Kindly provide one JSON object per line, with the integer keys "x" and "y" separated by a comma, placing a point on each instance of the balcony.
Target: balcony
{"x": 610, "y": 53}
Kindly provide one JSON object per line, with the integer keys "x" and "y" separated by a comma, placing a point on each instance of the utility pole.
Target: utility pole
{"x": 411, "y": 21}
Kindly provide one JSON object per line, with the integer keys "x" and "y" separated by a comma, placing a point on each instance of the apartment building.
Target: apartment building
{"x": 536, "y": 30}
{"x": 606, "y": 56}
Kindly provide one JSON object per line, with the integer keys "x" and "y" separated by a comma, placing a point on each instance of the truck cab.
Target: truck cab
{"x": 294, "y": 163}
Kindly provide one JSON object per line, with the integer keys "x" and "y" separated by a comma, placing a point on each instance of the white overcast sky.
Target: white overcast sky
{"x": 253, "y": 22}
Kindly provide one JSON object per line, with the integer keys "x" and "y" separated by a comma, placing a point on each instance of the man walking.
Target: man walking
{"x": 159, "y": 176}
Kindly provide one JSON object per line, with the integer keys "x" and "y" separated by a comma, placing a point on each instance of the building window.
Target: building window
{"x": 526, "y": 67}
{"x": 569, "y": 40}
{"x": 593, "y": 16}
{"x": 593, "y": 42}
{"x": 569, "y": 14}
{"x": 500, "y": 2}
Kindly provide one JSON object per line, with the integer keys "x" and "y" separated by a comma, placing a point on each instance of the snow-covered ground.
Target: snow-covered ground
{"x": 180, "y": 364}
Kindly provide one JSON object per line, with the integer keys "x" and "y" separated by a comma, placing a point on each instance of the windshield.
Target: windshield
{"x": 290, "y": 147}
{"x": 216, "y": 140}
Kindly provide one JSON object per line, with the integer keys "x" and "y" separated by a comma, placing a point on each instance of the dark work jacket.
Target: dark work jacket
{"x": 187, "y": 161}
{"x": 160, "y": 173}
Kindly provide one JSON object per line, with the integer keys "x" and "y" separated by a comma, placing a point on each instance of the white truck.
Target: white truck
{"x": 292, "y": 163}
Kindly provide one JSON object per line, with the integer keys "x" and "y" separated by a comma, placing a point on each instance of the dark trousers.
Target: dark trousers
++++++++++
**Exercise details:**
Set down exactly the lines beginning at the one that holds "Target: windshield" and ending with the last line of the data.

**Finished exercise:**
Target: windshield
{"x": 290, "y": 147}
{"x": 216, "y": 140}
Kindly provide one JSON object per line, with the integer keys "x" and "y" separated by a comma, placing a point on each instance of the dark work jacket.
Target: dark work jacket
{"x": 187, "y": 161}
{"x": 160, "y": 173}
Kindly provide one JSON object per line, with the integer keys "x" and "y" separated by a comma, placing a point on each instance of the white truck.
Target: white truck
{"x": 292, "y": 163}
Kindly provide one JSON object per line, with the integer keys "x" and "y" separated by a comma, placing a point on each instance of the dark trousers.
Target: dark trousers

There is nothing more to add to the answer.